(Location identification entries)
<<<<
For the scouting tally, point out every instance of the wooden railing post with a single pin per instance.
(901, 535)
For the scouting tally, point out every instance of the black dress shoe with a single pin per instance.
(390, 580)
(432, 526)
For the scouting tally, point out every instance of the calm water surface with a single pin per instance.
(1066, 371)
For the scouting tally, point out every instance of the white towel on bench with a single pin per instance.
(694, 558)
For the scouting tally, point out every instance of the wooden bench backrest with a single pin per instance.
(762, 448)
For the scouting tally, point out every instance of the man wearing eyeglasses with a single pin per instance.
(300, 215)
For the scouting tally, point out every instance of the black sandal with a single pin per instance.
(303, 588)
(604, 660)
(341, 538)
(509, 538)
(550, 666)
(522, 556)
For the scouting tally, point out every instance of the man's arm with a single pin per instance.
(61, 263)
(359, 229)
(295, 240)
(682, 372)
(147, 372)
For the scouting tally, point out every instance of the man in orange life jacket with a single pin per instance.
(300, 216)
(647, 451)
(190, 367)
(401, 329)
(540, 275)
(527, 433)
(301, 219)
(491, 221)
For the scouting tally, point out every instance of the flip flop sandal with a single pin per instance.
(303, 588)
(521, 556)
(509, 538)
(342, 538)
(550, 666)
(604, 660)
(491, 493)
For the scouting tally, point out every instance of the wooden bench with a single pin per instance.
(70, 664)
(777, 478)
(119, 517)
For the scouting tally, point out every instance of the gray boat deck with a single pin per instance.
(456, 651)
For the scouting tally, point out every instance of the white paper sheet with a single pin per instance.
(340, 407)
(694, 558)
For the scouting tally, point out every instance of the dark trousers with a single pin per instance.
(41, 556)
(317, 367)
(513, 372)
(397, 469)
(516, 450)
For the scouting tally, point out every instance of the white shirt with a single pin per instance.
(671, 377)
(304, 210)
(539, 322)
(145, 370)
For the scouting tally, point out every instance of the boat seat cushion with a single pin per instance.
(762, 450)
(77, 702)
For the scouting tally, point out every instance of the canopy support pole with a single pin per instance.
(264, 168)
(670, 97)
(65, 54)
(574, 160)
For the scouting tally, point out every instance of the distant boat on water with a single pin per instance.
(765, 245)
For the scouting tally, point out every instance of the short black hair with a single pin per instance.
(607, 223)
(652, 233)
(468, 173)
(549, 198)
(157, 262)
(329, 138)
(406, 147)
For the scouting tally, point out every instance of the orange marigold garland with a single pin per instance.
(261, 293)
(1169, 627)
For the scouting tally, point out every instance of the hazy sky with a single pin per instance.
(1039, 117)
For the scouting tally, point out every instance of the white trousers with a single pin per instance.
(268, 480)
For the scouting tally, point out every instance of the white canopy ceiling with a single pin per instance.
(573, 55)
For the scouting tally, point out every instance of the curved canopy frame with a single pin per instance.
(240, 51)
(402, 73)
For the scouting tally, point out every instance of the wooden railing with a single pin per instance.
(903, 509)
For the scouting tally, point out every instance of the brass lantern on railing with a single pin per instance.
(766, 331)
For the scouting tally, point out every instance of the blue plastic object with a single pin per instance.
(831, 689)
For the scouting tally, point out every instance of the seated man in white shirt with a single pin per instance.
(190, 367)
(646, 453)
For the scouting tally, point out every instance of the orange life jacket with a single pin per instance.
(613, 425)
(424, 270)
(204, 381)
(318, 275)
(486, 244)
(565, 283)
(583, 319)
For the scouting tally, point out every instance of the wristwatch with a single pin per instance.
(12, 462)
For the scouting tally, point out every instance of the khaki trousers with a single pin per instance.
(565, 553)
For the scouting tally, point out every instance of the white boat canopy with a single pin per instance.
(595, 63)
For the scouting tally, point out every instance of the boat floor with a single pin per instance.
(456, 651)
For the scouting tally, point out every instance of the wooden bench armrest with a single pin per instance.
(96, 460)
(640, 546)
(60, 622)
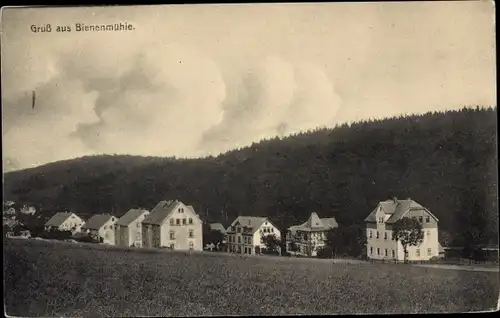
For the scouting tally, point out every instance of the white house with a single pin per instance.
(309, 237)
(128, 228)
(29, 210)
(101, 226)
(245, 234)
(379, 231)
(174, 225)
(64, 221)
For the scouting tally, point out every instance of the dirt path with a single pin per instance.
(462, 267)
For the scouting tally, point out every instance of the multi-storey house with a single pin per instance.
(309, 237)
(379, 222)
(173, 225)
(64, 221)
(245, 234)
(128, 228)
(101, 226)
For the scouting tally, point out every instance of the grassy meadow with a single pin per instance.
(47, 279)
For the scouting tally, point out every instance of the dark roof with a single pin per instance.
(97, 221)
(131, 216)
(315, 223)
(161, 212)
(395, 210)
(58, 219)
(251, 223)
(217, 227)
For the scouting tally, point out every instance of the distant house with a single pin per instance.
(309, 237)
(29, 210)
(379, 231)
(128, 228)
(64, 221)
(9, 211)
(174, 225)
(217, 227)
(101, 226)
(245, 234)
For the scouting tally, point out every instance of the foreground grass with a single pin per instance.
(49, 279)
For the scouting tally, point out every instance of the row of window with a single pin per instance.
(417, 252)
(190, 234)
(387, 235)
(178, 221)
(420, 219)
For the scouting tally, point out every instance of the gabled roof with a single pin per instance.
(58, 219)
(130, 216)
(97, 221)
(315, 223)
(160, 212)
(396, 209)
(251, 223)
(217, 227)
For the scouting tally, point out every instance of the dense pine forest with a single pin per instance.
(445, 161)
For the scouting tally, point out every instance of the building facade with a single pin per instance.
(244, 235)
(380, 221)
(64, 221)
(101, 226)
(308, 238)
(128, 228)
(172, 224)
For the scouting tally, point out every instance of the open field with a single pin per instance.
(46, 279)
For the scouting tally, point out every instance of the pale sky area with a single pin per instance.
(194, 80)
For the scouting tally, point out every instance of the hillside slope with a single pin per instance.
(445, 161)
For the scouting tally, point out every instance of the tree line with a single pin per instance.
(446, 161)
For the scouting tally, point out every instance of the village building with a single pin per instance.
(29, 210)
(101, 226)
(128, 228)
(172, 224)
(379, 222)
(244, 235)
(64, 221)
(309, 237)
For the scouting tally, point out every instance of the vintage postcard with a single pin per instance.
(250, 159)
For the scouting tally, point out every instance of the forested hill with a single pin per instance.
(445, 161)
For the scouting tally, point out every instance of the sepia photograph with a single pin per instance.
(250, 159)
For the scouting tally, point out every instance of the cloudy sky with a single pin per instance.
(193, 80)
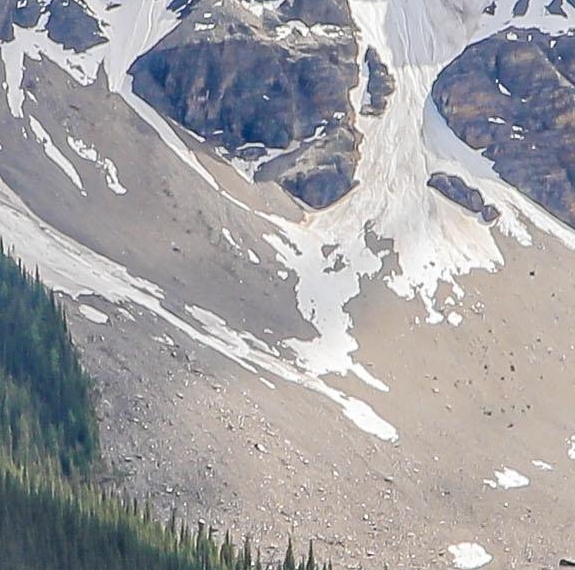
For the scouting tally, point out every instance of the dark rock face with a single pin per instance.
(379, 86)
(72, 26)
(25, 16)
(513, 95)
(241, 81)
(521, 7)
(69, 23)
(456, 190)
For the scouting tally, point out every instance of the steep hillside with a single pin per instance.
(317, 256)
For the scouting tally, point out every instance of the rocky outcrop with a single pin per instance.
(69, 24)
(13, 12)
(513, 95)
(249, 83)
(380, 84)
(455, 189)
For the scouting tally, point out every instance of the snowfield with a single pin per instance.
(435, 240)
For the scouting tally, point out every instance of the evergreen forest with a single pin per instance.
(53, 514)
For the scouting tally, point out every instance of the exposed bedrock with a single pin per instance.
(458, 191)
(513, 95)
(249, 84)
(380, 84)
(14, 12)
(69, 23)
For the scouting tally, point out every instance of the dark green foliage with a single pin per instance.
(44, 394)
(49, 525)
(51, 515)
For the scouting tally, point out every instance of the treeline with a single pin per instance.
(47, 524)
(45, 408)
(52, 515)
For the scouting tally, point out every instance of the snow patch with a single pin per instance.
(53, 152)
(571, 450)
(469, 555)
(511, 479)
(107, 165)
(93, 314)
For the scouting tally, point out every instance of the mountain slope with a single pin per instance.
(129, 213)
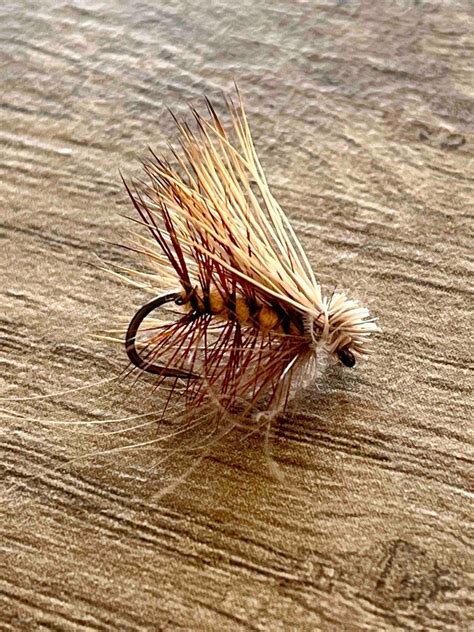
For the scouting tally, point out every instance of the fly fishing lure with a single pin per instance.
(253, 318)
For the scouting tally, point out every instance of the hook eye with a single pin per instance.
(130, 340)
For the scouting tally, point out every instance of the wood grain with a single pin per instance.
(363, 118)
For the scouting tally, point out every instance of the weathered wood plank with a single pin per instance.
(363, 117)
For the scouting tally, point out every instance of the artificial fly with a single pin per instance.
(249, 318)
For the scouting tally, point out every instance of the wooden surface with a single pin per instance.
(363, 118)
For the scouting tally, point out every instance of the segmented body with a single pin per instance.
(253, 313)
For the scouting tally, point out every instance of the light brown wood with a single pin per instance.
(362, 114)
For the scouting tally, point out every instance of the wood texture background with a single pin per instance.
(363, 117)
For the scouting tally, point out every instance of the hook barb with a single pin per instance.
>>>>
Written request: Retype, word for word, only the lines from the line with "snowfield with a single pin per instance." to the final line of the listing above; the pictures do not belong in the copy.

Task solution:
For the scouting tally, point out every instance of the snowfield with a single pin per instance.
(435, 240)
For the scouting tally, point out every instance of the evergreen forest with a single pin per instance.
(53, 514)
For the scouting tally, point out every instance of the exposed bedrock with a single pin per instance.
(458, 191)
(513, 95)
(249, 84)
(380, 84)
(14, 12)
(69, 23)
For the scouting tally, point out every instance of the dark green foliage with a single pin per instance.
(44, 394)
(49, 525)
(51, 515)
For the scouting tally, point out every instance of the treeline with a single pin per instance.
(47, 524)
(45, 408)
(52, 515)
For the scouting tally, point out every instance of the snow patch with a single pin per instance.
(53, 152)
(571, 450)
(469, 555)
(511, 479)
(107, 165)
(93, 314)
For the scouting tally, point out every instance of the mountain slope with a single pin per instance.
(129, 213)
For the scouting tally, point out every instance of the fly fishing lure with a single pin per instance.
(253, 318)
For the scouting tally, point out every instance of the hook eye with a single pin per instance.
(130, 340)
For the scouting tally, point out every instance of the wood grain with a single pin per instance.
(363, 118)
For the scouting tally, point out every instance of the weathered wood plank with a single pin per instance.
(363, 117)
For the scouting tally, point out every instance of the artificial fly with a single pin per instance.
(249, 318)
For the scouting tally, point out every instance of the wooden surface with a single pin per instance.
(363, 118)
For the scouting tally, point out every instance of the segmented body with a single pin per instance.
(253, 313)
For the scouting tally, point out every instance of the light brown wood with a single pin per instance.
(362, 114)
For the scouting tally, point out every instance of the wood texture background with a single pin per instance.
(363, 117)
For the scouting tally, point out every instance of the hook barb with a single pin per instance.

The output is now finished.